**Verilen metin**
Tayfun İşbilen – Gelecek ve Dijital Dönüşüm Üzerine

Tayfun İŞBİLEN
Elektrik Mühendisleri Odası
Yönetim Kurulu Üyesi
tayfunisbilen@gmail.com

Dünya, bilindiği gibi Fransız Devrimi ile köklü bir sosyal değişim yaşamıştır ve bugün benzer bir süreci dijitalleşme ve teknolojik gelişmelerin etkisiyle yaşamaktadır. Buharın üretimde kullanılmasıyla oluşan birinci sanayi devrimini, elektrikle birlikte ikinci sanayi devrimi izlemişti. Sonrasında bilgisayarların üretimde kullanılmasıyla oluşan üçüncü sanayi devriminin ardından bugün nesnelerin interneti olarak ifade edilen, yapay zeka ve üç boyutlu yazıcılar gibi yeni nesil teknolojik araçların üretimde kullanılmasıyla oluşan dördüncü sanayi devrimi ile birlikte çalışma yaşamında yeni bir döneme girilmiştir. Tüm bunlarla birlikte yaşanan gelişmelerin iş yaşamı, sosyal hayat, ekonomi ve siyasette çarpıcı değişikliklere yol açması beklenmektedir.

İçinde bulunduğumuz dijital çağda, üretimle ilgili tüm olgular da değişmekte, bu da emek piyasasını derinden etkilemektedir. Özellikle teknoloji alanındaki gelişmeler daha eğitimli, donanımlı ve vasıflı işgücünü zorunlu kılmakta, vasıf düzeyi düşük iş gücü ise her geçen gün biraz daha emek piyasası dışına itilmektedir. Buna paralel şekilde dijital teknolojiler, daha az emekle daha fazla mal ve hizmet üretilmesini sağladığından, bazı çalışanları işsizlik veya daha düşük ücret riskine maruz bırakmaktadır. Böylece, dijital teknolojiler iş gücü piyasasına dahil olarak, iş organizasyonunda değişiklere imkan verirler ve iş kalitesi ile becerilerin geliştirilmesine öncülük ederler.

Dijital sanayi ve dijital toplum

21. yüzyılda teknoloji alanında yaşanan gelişmeler, teknolojik değişim ve dönüşümün yanı sıra sosyolojik ve psikolojik alanda da pek çok değişim ve dönüşüme neden olmuştur. İş gücü ve meslekler ise bu alanların başında gelmektedir. Sanayi 4.0 ve Toplum 5.0 gibi kavramlar ile özdeşleştirilen dijital dönüşümün, bugün çalışma hayatı ve meslekleri dönüştürdüğü ve önümüzdeki yıllarda ise bu dönüşümün etkilerinin daha da artarak devam edeceği öngörülmektedir. Sanayi 4.0 ile ilişkilendirilen ileri teknolojilerin, çalışma hayatını hızla dönüştürdüğü görülmektedir. Önümüzdeki 5-10 yıl içerisinde daha da hızlanması öngörülen bu dönüşümün birtakım mesleklerin ortadan kalkmasına, pek çok yeni mesleğin de ortaya çıkmasına sebep olacağı ifade edilmektedir.

**Sağlanan veriler**
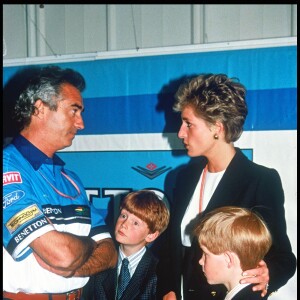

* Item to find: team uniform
[3,135,111,293]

**Alıştırma yönergesi**
Dijital dönüşüm üzerine olan metne dayanarak aşağıdaki soruları yanıtlayın.
(a) Birinci sanayi devrimi neyin üretimde kullanılmasıyla oluşmuştur?
(b) Metne göre vasıf düzeyi düşük iş gücüne ne olmaktadır?
(c) Çalışma hayatındaki dönüşümün önümüzdeki kaç yıl içinde daha da hızlanması öngörülmektedir?

**Alıştırma yanıtı**
(a) Birinci sanayi devrimi, buharın üretimde kullanılmasıyla oluşmuştur.
(b) Vasıf düzeyi düşük iş gücü, her geçen gün biraz daha emek piyasası dışına itilmektedir.
(c) Dönüşümün önümüzdeki 5-10 yıl içinde daha da hızlanması öngörülmektedir.